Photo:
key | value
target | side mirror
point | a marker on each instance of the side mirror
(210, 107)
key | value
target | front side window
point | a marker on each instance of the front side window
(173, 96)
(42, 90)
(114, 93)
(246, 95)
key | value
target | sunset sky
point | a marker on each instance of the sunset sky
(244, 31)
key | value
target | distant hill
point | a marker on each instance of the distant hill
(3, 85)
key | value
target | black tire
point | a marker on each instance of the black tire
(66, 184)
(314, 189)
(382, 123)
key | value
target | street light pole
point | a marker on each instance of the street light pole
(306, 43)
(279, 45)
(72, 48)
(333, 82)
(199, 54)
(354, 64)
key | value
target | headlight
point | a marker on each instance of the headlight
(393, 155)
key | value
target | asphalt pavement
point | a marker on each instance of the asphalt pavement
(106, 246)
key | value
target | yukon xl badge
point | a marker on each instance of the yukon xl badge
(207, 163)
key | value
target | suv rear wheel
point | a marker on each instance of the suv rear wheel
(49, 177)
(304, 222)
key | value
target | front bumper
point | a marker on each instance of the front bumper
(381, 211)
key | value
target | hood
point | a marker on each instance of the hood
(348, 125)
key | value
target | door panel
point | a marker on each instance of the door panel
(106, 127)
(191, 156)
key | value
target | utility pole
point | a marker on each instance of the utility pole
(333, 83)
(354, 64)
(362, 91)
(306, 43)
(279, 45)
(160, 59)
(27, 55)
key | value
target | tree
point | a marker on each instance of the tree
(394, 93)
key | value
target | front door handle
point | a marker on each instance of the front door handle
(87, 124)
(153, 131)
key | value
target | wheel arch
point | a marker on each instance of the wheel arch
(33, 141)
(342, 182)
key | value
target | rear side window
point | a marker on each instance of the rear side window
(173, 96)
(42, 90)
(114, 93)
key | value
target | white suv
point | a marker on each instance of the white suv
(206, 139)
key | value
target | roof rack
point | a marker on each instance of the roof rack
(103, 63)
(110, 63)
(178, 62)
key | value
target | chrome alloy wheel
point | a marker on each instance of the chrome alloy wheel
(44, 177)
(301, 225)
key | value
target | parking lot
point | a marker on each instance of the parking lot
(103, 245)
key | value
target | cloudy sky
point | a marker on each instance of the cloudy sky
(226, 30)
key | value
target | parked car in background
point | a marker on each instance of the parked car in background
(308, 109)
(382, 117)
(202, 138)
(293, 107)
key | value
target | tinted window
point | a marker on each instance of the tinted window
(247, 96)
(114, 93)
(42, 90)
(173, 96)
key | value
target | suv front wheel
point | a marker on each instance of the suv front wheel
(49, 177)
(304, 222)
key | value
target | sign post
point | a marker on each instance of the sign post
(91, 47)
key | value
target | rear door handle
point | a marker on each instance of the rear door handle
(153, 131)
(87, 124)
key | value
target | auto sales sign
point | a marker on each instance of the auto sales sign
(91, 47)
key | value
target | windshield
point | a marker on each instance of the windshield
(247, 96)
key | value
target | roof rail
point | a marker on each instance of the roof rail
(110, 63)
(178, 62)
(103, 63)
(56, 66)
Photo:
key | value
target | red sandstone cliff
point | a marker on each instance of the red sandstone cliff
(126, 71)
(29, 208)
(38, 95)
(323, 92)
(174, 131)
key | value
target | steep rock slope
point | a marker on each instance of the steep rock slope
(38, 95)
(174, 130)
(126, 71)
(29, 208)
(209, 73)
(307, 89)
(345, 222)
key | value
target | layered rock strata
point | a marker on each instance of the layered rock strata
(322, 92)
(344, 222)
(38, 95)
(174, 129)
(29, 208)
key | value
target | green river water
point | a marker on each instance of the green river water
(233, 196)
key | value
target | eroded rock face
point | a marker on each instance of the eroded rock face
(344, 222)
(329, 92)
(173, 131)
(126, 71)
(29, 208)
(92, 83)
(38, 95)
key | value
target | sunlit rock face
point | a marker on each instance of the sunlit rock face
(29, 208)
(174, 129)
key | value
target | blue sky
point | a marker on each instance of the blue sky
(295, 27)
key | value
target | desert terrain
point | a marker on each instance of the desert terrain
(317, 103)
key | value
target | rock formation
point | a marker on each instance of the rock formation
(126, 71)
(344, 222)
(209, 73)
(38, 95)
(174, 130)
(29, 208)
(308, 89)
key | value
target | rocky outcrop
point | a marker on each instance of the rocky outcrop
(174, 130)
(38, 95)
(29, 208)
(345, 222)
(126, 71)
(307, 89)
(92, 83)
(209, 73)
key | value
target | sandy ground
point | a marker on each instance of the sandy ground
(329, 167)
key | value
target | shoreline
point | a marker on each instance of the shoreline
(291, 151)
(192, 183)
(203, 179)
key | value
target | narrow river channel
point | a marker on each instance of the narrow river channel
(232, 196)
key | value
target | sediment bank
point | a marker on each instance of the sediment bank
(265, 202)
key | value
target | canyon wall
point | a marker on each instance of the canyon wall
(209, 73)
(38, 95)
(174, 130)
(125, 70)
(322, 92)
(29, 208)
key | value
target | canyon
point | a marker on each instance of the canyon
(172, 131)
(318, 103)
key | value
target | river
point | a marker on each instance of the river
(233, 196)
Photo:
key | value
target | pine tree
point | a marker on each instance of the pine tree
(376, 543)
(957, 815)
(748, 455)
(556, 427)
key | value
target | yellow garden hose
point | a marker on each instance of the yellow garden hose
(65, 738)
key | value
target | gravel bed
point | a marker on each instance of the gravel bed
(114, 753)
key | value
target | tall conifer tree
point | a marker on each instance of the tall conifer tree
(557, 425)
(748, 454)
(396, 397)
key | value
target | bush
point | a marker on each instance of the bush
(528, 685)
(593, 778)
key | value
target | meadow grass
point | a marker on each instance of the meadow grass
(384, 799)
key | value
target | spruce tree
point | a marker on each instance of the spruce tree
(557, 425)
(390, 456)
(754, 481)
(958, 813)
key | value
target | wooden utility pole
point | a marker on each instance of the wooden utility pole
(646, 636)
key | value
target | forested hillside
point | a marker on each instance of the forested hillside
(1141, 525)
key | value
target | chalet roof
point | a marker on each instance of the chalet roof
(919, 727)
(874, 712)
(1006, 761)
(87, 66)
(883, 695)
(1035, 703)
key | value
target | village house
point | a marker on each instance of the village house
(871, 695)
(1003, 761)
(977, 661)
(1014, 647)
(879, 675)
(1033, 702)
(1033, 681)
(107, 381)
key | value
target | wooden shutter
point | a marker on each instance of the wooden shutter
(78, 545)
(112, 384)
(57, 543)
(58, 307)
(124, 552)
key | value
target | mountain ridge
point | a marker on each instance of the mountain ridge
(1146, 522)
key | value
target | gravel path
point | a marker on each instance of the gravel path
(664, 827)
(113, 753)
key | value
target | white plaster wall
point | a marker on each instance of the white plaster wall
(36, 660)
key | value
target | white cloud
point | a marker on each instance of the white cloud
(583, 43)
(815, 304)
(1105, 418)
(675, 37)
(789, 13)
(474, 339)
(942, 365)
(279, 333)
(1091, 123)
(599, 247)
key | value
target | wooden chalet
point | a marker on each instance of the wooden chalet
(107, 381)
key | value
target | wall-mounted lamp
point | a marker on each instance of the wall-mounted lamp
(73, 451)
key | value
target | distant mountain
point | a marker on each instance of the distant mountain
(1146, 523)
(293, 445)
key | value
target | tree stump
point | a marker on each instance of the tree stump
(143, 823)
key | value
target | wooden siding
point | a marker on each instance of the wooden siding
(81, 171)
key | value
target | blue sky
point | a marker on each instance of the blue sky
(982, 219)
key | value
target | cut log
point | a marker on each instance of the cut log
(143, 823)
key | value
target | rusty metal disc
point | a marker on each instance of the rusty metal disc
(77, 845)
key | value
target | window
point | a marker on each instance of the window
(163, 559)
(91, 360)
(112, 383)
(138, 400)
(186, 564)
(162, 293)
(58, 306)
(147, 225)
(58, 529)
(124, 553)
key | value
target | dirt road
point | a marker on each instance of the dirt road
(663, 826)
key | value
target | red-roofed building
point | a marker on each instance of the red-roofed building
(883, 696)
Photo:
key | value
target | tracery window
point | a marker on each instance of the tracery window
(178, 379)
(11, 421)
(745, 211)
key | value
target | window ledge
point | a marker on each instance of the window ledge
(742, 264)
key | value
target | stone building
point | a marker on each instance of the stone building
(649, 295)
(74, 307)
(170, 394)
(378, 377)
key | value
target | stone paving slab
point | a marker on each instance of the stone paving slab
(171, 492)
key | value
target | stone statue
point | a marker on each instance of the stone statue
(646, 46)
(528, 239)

• **Aim of the exercise**: In the data above, find the line with "point | a marker on each instance of the white suv" and the line with "target | chrome alloy wheel". Retype both, plus every line between them, exactly.

• **Answer area**:
point | a marker on each instance of the white suv
(206, 139)
key | value
target | roof rack
point | a marker on each instance of the roof rack
(103, 63)
(110, 63)
(178, 62)
key | value
target | chrome alloy wheel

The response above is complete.